── RAW RECORDS

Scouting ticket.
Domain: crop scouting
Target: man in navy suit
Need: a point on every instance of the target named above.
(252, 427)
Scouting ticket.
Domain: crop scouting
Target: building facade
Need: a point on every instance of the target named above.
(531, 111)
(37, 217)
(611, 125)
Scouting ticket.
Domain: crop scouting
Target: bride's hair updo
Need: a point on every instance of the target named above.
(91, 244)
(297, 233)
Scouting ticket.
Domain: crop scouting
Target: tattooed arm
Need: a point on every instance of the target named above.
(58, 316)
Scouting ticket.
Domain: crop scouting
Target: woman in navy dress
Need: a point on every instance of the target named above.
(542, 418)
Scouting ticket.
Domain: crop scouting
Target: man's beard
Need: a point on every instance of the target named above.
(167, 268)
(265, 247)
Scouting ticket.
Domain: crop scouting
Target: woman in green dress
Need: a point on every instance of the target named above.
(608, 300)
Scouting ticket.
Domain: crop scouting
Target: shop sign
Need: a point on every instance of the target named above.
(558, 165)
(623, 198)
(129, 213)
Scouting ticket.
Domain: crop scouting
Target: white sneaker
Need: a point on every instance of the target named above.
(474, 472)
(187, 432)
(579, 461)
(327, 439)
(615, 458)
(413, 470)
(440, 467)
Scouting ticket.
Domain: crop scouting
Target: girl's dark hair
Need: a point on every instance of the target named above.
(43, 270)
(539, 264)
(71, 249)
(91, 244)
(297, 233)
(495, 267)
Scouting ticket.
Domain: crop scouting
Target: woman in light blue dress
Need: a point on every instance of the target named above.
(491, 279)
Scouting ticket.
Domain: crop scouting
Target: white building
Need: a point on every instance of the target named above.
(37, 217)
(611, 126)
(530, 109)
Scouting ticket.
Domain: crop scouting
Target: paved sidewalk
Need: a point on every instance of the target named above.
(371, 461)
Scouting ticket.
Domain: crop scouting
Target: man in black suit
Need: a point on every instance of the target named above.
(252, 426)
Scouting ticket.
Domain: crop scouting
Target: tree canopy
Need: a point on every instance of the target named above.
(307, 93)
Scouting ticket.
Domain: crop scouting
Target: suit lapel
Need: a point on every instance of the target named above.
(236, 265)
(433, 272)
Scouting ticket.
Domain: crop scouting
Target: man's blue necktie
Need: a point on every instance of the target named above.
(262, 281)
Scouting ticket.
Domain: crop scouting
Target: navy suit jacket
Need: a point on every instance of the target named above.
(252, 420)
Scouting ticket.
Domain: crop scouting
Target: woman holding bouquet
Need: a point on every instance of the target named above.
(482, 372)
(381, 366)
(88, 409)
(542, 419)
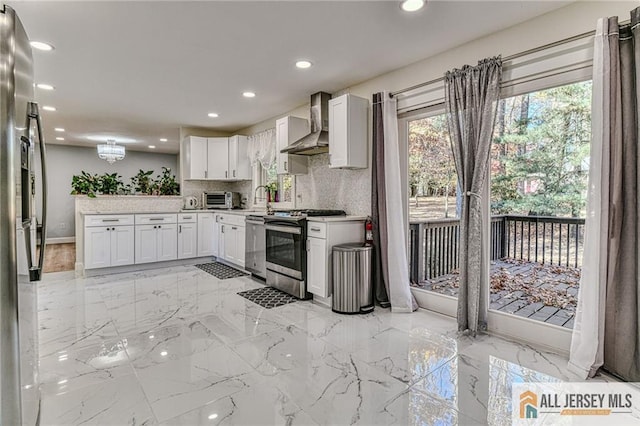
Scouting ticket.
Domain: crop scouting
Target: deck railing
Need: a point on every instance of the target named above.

────

Restate each line of the records exactly; pictures do not belong in the copy.

** FULL ANSWER **
Scouting ticket.
Domain: crop scouting
Target: man in navy suit
Need: a point on every instance of the target named above.
(252, 427)
Scouting ticket.
Domain: crop scouting
Target: building facade
Need: a point on every instance of the target named above.
(531, 111)
(37, 217)
(611, 125)
Scouting ticket.
Domain: crop scouting
Target: bride's hair updo
Need: a point on every instance of the target named above.
(91, 244)
(297, 233)
Scouting ticket.
Domain: crop scouting
Target: tattooed arm
Need: a point on every instance of the target named above.
(58, 316)
Scouting ticket.
Domain: crop scouting
Target: woman in navy dress
Need: a point on every instance of the target named above.
(542, 418)
Scouting ticket.
Domain: crop scouting
Target: man's beard
Need: a point on every instance of the target named above.
(167, 268)
(265, 247)
Scouting ticket.
Domain: crop scouting
Target: woman in green dress
Need: a point on every instance of the target named above.
(608, 300)
Scouting ticket.
Domain: crop scouting
Target: shop sign
Need: a point on every instance of the target named above.
(558, 165)
(623, 198)
(129, 213)
Scouting ticket.
Domain: crop scouting
Target: white sneaker
Need: a point on every instance of the target named above.
(474, 472)
(187, 432)
(579, 461)
(327, 439)
(615, 458)
(413, 470)
(440, 467)
Scouting ticket.
Domain: crop scouting
Target: girl's dark hair
Need: a point on every instance of the target named above.
(43, 270)
(539, 264)
(71, 249)
(91, 244)
(297, 233)
(495, 267)
Scouting ticket.
Domain: crop scouting
Target: woman in light blue dress
Need: a point on every instance of the target named above.
(491, 279)
Scouting ticket.
Domain: crop scouting
Target: white building
Need: a point on every instance of the target named above.
(37, 217)
(611, 126)
(530, 109)
Scouting ticket.
Domain: crop scouting
Target: paved sidewalk
Need: a point on every instance of the target named above.
(371, 461)
Scouting ticket.
Domain: crop scouting
Target: man in black suit
Need: a point on every instance of the target named above.
(252, 426)
Scouting ticket.
Domain: crop scouting
Target: tree canopy
Need: a point on every instance of the target named above.
(307, 93)
Scouting ticket.
Domain: crop scouting
Target: suit lapel
Need: a point on every instance of the target named above.
(236, 265)
(433, 272)
Scouting ticket.
Domain: crop scouting
Target: man's blue necktie
Need: a point on every instance of the target named above.
(262, 281)
Scouting ticket.
Domain: crop scouting
Target: navy suit jacket
Need: a point on every instance of the target named above.
(252, 420)
Scouting ticket.
Domain: crop scouting
Target: woman holding bouquet
Need: a point on every instance of the target named above.
(482, 372)
(381, 366)
(88, 409)
(542, 419)
Scouting ticket.
Domain: crop scouting
Target: deck railing
Need: a point on every instance of the target named above.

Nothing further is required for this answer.